Instructions for the task:
Taking the line that contains "Target: ivy on wall" as the first, copy each line exactly up to and including the last line below.

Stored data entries
+++++

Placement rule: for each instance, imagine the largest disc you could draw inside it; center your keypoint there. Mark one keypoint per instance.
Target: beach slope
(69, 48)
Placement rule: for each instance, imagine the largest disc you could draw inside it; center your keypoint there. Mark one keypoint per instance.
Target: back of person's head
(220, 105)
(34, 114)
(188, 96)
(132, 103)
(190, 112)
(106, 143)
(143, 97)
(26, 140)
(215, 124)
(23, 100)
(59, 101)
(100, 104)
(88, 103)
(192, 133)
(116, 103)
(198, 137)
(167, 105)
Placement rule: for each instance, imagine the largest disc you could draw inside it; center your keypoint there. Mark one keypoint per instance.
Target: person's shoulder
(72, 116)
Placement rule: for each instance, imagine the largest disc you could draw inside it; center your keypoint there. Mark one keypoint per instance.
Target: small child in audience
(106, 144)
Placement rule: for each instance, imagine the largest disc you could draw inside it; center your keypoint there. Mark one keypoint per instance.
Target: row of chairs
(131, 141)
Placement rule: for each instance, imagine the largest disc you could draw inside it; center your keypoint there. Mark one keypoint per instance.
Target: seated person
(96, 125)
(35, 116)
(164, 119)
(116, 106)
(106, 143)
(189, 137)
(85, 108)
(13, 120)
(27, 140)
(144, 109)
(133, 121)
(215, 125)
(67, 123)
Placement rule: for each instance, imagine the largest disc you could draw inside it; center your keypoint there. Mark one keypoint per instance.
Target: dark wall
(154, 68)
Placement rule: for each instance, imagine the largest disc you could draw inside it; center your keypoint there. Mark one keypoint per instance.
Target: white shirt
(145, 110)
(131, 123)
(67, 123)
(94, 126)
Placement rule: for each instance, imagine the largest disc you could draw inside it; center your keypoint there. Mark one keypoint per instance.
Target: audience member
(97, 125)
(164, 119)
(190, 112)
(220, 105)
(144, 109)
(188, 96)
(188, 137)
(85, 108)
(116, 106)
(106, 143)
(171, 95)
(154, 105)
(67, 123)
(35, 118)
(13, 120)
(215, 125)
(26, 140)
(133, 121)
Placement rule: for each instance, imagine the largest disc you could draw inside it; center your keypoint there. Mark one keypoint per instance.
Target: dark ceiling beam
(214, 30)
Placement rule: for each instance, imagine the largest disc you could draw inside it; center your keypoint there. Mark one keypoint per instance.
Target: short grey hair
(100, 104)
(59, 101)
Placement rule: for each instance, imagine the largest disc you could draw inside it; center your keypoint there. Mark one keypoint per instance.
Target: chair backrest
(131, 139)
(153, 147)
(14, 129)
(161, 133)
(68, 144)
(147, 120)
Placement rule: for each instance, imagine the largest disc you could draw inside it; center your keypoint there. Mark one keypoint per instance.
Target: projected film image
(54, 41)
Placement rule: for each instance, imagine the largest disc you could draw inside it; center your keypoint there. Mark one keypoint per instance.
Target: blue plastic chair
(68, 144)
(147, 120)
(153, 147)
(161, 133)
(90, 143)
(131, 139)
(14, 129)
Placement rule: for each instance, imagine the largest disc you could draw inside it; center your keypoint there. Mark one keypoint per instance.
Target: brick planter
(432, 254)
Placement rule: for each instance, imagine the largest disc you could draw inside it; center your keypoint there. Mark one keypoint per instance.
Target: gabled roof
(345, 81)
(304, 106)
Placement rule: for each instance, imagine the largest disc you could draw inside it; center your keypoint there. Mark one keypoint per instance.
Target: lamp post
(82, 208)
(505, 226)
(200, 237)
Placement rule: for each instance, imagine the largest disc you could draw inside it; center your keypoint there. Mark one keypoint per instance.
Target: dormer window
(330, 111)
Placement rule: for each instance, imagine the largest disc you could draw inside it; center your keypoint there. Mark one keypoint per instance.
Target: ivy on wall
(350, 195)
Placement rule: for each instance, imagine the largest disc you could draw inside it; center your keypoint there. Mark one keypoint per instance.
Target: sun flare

+++++

Written answer:
Target: ivy on wall
(350, 195)
Placement rule: for each instance, imagine the largest disc you could draw inside it; center your keypoint there. Mark one keypoint per instance.
Target: sun flare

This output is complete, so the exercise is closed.